• _WHAT IS REQUIRED_:
An exact, line-by-line copy is needed, beginning at the line with "Would you kindly indicate the arc" and ending at the last line of the listing below.

• _PROVIDED DATA_:
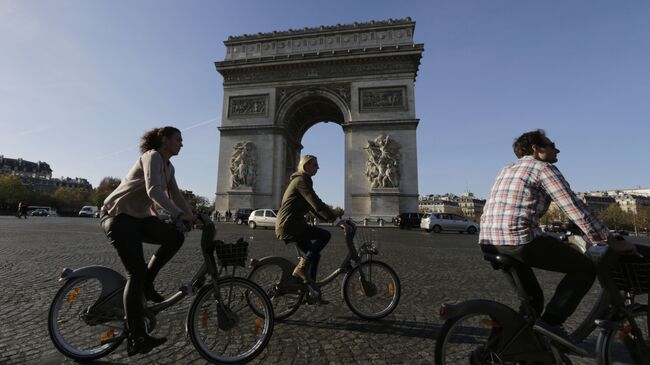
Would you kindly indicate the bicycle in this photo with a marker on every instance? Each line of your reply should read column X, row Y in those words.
column 487, row 332
column 370, row 288
column 230, row 320
column 624, row 337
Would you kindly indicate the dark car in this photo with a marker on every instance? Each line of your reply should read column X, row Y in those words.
column 241, row 215
column 408, row 220
column 40, row 213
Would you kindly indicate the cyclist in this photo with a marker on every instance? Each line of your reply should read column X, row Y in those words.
column 291, row 224
column 521, row 195
column 128, row 219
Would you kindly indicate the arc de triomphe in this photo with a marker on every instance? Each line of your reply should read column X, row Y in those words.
column 277, row 85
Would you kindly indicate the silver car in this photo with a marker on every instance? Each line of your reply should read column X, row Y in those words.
column 438, row 222
column 262, row 218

• _EXPECTED ANSWER_:
Would you kindly indicate the arc de triomphe in this photo with a marker on every instance? Each line of your reply should read column X, row Y in those words.
column 277, row 85
Would you kindly indicate the silver car in this photo with a marker on every instance? Each line of your reply should read column X, row Y in those words.
column 438, row 222
column 262, row 218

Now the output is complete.